*PROBLEM DETAILS*
Output only the lines from the one holding "of the utility" to the end of the data below, please, copied exactly.

*ENTRIES PROVIDED*
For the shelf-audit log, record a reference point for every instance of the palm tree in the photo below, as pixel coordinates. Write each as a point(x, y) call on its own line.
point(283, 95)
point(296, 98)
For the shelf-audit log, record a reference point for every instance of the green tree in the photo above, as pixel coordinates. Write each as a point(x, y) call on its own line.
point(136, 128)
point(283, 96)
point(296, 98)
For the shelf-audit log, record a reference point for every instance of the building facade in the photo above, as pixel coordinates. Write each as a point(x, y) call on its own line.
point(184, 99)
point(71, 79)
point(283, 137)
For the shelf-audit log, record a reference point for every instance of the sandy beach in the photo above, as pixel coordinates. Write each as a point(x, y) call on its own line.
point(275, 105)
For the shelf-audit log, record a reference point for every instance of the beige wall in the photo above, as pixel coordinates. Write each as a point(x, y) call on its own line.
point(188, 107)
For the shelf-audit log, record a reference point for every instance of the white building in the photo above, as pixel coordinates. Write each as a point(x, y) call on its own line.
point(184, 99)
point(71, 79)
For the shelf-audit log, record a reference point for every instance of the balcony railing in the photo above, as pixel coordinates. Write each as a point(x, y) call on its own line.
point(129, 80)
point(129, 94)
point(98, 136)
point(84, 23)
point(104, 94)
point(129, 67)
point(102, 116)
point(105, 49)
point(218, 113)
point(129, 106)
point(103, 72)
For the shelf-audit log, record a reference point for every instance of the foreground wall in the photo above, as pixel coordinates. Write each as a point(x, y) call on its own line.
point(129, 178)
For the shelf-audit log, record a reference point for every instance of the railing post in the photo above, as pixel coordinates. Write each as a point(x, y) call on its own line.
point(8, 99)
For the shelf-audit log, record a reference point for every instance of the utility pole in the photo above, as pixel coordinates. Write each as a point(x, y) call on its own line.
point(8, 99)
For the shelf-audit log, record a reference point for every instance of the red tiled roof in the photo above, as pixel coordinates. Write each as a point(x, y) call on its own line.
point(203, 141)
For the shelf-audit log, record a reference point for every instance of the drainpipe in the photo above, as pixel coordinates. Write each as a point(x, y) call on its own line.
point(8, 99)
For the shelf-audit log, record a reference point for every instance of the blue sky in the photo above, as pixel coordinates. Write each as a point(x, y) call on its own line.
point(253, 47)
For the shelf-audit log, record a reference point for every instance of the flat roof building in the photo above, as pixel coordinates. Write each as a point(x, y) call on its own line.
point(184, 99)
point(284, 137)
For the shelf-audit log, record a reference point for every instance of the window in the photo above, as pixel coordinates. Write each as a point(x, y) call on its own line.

*RESULT OF THIS TASK*
For the shelf-audit log, record a reference point for every instance of the utility pole in the photo above, as pixel coordinates. Write each as a point(x, y) call on its own line.
point(8, 99)
For the shelf-audit log, record a reference point for every instance of the red tiled roof in the photo above, as pixel coordinates. Write each as a point(x, y) call on its own line.
point(203, 141)
For the shelf-audit log, record a reference point for every instance of the drainpipe in the photo above, as pixel coordinates. Write each as a point(x, y) call on its own line.
point(8, 99)
For the shelf-audit log, record a reference point for every instance of the blue sky in the photo above, as pixel coordinates. Write each as a point(x, y) call on its own line.
point(253, 47)
For the shelf-audit log, record a reference point for every instance of the flat roof building in the photo above, as pixel coordinates. Write each as a point(x, y) call on its own line.
point(184, 99)
point(284, 137)
For the shelf-audit log, record a reference point for every instance of the window in the photo above, as pixel coordinates. Write each as a point(x, y) call on its own line.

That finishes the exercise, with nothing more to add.